WORK INSTRUCTIONS
Output all the entries word for word. Omit the pictures.

(Saved entries)
╔══

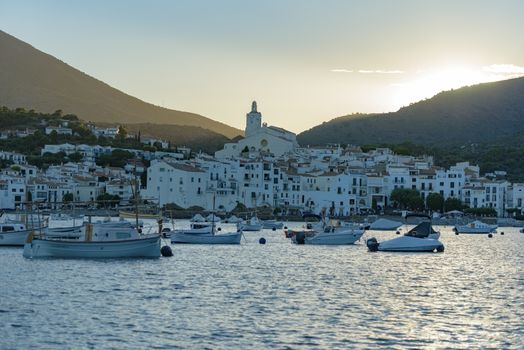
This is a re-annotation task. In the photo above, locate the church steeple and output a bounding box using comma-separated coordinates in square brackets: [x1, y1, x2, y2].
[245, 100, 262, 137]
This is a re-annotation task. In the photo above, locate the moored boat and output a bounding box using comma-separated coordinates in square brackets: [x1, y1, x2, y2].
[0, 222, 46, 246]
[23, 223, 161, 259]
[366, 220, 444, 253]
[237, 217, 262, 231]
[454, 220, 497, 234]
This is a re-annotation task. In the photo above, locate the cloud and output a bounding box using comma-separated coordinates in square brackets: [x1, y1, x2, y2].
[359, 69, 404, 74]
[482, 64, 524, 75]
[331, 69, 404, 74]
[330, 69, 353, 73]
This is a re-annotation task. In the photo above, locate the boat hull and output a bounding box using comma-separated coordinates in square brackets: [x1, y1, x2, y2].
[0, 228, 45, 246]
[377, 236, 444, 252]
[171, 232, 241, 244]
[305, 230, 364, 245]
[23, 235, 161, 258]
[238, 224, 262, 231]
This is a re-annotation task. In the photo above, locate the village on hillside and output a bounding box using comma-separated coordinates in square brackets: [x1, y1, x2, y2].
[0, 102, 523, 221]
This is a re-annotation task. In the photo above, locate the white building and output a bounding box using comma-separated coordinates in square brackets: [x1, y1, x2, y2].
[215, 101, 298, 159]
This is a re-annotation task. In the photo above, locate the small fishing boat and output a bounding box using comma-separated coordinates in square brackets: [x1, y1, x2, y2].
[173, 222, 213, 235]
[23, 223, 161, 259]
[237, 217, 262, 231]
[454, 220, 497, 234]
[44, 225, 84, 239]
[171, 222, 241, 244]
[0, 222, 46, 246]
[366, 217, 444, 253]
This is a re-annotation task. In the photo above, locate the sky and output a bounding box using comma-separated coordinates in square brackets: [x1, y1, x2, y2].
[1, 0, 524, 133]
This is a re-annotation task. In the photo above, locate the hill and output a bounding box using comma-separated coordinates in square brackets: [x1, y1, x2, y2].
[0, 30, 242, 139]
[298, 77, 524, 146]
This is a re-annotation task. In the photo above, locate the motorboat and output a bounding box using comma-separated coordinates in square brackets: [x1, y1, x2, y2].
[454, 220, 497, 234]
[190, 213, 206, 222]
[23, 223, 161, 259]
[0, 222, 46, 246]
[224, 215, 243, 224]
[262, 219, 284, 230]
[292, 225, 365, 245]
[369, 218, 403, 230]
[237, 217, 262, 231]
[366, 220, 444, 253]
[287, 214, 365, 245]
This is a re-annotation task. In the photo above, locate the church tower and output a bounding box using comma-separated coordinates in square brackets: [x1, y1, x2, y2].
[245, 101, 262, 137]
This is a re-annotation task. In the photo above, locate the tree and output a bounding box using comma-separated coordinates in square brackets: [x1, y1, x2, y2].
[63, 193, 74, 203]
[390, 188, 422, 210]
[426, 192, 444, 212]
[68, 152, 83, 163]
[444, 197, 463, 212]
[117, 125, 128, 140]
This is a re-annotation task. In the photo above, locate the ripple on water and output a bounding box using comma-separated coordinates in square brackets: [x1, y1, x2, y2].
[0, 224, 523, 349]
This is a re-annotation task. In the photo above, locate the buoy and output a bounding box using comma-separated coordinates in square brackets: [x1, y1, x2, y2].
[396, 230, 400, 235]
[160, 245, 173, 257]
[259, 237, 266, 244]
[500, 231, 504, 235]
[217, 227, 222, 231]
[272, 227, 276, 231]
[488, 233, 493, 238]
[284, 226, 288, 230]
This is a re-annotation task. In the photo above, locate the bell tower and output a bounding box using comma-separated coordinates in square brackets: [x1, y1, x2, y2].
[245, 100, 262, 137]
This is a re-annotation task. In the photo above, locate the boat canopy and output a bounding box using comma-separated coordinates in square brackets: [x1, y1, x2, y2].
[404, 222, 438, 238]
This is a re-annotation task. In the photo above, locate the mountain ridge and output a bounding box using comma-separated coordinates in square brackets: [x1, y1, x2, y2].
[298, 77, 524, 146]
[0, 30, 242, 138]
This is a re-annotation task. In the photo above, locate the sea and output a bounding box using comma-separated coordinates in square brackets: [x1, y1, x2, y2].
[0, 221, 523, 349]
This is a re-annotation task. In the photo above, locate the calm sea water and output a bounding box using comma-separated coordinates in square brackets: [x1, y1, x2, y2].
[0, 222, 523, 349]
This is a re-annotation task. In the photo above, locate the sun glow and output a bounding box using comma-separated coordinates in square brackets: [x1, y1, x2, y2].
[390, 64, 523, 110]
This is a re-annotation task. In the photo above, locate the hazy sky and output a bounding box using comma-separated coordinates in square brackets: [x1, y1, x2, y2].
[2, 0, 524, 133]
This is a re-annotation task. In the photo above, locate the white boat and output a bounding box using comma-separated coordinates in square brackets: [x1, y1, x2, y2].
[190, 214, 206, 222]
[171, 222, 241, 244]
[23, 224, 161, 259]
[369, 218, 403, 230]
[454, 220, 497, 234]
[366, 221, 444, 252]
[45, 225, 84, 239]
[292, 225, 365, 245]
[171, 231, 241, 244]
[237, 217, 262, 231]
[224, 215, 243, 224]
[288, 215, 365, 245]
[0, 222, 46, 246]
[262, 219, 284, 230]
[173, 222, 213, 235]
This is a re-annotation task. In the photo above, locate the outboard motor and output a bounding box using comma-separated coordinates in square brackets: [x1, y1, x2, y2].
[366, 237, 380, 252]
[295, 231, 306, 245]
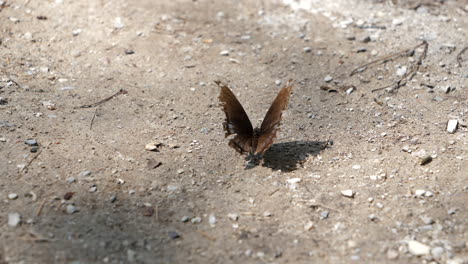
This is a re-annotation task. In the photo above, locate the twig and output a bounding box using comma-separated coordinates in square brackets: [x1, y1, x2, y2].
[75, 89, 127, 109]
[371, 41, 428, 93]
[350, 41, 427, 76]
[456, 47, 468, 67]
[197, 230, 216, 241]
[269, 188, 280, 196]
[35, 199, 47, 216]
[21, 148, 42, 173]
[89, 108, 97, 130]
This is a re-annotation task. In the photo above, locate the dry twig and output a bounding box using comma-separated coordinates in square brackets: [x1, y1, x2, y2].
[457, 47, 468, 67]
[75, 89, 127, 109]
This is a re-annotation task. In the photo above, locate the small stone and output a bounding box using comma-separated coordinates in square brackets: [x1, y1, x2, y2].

╚══

RESPONSE
This is a re-annotation task. In the photo above, locate the church steeple and output a bounding box using comma-separated coordinates in square brackets: [x1, y1, x2, y2].
[245, 100, 262, 137]
This is a re-annotation task. In the photo above, locate the moored boat and output a bounding box using comma-separated coordinates in square brackets: [x1, y1, x2, y2].
[0, 222, 46, 246]
[23, 223, 161, 259]
[366, 220, 444, 253]
[237, 217, 262, 231]
[454, 220, 497, 234]
This is a re-annotation task. In the photo above, locate the cloud and output a bounding box using comma-separated coordinates in square brackets: [x1, y1, x2, y2].
[359, 69, 404, 74]
[482, 64, 524, 75]
[331, 69, 404, 74]
[330, 69, 353, 73]
This is a re-annotation task. In the photo above, locate the boat hull and output a bounding box using comma-separated coordinates in square brackets: [x1, y1, x2, y2].
[0, 228, 45, 246]
[377, 236, 444, 252]
[171, 232, 241, 244]
[305, 230, 364, 245]
[23, 235, 161, 258]
[238, 224, 262, 231]
This is a re-annotation task. In the photo above, locate the village on hillside and output a bounding box using comma-separated coordinates in square brackets: [x1, y1, x2, y2].
[0, 102, 523, 221]
This is a re-annotation task. In the photo above, locate the white building and output a bounding box using comma-separated coordinates in square brackets: [x1, y1, x2, y2].
[215, 101, 298, 159]
This is a re-annotation task. In the photo above, locate the small fishing boat and output a bounding box using comma-separated coordinates in square brackets: [x1, y1, x2, y2].
[173, 222, 213, 235]
[23, 223, 161, 259]
[237, 217, 262, 231]
[454, 220, 497, 234]
[44, 225, 84, 239]
[171, 222, 241, 244]
[0, 222, 46, 246]
[366, 217, 444, 253]
This is a re-annotation task. In the photo above, locate the sky and output a bounding box using comma-separated coordinates in square brackets: [x1, y1, x2, y2].
[1, 0, 524, 133]
This is a re-annotation task. In the photo above, locate the hill and output a bounding box using comma-separated coordinates in square brackets: [x1, y1, x2, y2].
[0, 30, 242, 139]
[298, 77, 524, 146]
This is a re-annotation task. In the photo above, locate the motorboat and output a bounding box using comma-separated coordinates in square brackets: [x1, y1, x2, y2].
[454, 220, 497, 234]
[190, 213, 206, 222]
[23, 223, 161, 259]
[0, 222, 46, 246]
[224, 215, 243, 224]
[262, 219, 284, 230]
[292, 225, 365, 245]
[369, 218, 403, 230]
[237, 217, 262, 231]
[366, 220, 444, 253]
[287, 214, 365, 245]
This is a re-annotation task. In the photo above, locate the church tower and output a bounding box using comma-separated coordinates in square brackets: [x1, y1, x2, y2].
[245, 101, 262, 137]
This is a re-annotation task. In the photo above, locate the tree and output a bounding box using comma-separated coordinates in square brackets: [x1, y1, x2, y2].
[63, 193, 74, 203]
[390, 188, 422, 210]
[426, 192, 444, 212]
[68, 152, 83, 163]
[444, 197, 463, 212]
[117, 125, 128, 140]
This is a re-annotation task. In the photo above, locate the ripple on water and output a bounding box using comma-separated coordinates in square brackets: [x1, y1, x2, y2].
[0, 224, 523, 349]
This is a re-annotation task. In the photo above, locate the buoy and output a bounding box using comma-separated coordinates in square brackets: [x1, y1, x2, y2].
[396, 230, 400, 235]
[160, 245, 173, 257]
[259, 237, 266, 244]
[500, 231, 504, 235]
[217, 227, 222, 231]
[272, 227, 276, 231]
[488, 233, 493, 238]
[284, 226, 288, 230]
This is a re-annotation task. In the photo above, locate the bell tower and output a bounding box using comma-separated coordinates in square brackets: [x1, y1, x2, y2].
[245, 100, 262, 137]
This is a re-annotation task. In the photo above, locate the boat canopy and output a bounding box using comma-separated coordinates in square brackets: [x1, y1, x2, y2].
[404, 222, 438, 238]
This is a re-annotation task. In the photo above, locate the mountain ridge and output a bounding box using comma-separated coordinates in square brackets: [x1, y1, x2, y2].
[298, 77, 524, 146]
[0, 30, 242, 138]
This is a re-annotation task. In the photo above, locate the sea and output a bounding box using comma-separated coordinates in square brackets: [x1, y1, x2, y2].
[0, 221, 523, 349]
This is a re-annotation task. In the photo above, locate the calm sea water and output a bounding box using comma-separated coordinates in square brackets: [x1, y1, x2, y2].
[0, 222, 523, 349]
This is a re-annotation task. In the photo above, locate the sun glow and output a bounding box using comma-separated coordinates in square brackets: [x1, y1, x2, y2].
[390, 64, 523, 110]
This is a re-annotation task. In the photo above, locate the hazy sky and output a bounding box using comma-separated coordinates in square brackets: [x1, y1, x2, y2].
[2, 0, 524, 133]
This is a re-annotation task. In the photo above, locate the white boat and output a bounding box using comma-separated coordinates in square brackets: [x1, y1, x2, y2].
[190, 214, 206, 222]
[171, 222, 241, 244]
[23, 224, 161, 259]
[369, 218, 403, 230]
[454, 220, 497, 234]
[366, 221, 444, 252]
[45, 225, 84, 239]
[292, 225, 365, 245]
[171, 231, 241, 244]
[237, 217, 262, 231]
[224, 215, 243, 224]
[288, 215, 365, 245]
[0, 222, 46, 246]
[262, 219, 284, 230]
[173, 222, 213, 235]
This is a re-annotation task. In the photo above, locate the outboard motor and output a bounding box using comma-separated coordinates in square brackets: [x1, y1, x2, y2].
[366, 237, 380, 252]
[295, 231, 306, 245]
This is a re-annotation task. In the photo above, locate the twig and output a bounding box using comma-separated coordinates in square brackets: [x1, y1, x2, y2].
[75, 89, 127, 109]
[371, 41, 428, 93]
[350, 41, 427, 76]
[456, 47, 468, 67]
[197, 230, 216, 241]
[269, 188, 280, 196]
[35, 199, 47, 216]
[21, 148, 42, 173]
[89, 108, 97, 130]
This is a re-annotation task. In the photo above, locate the dry twig and output a bounding box using comma-separated coordinates in square brackets: [x1, y1, x2, y2].
[457, 47, 468, 67]
[75, 89, 127, 109]
This is a re-annotation task. In the photo above, locate the small stone and output a bounding box using comma-separated coordinates in square brackets: [x1, y1, x2, y2].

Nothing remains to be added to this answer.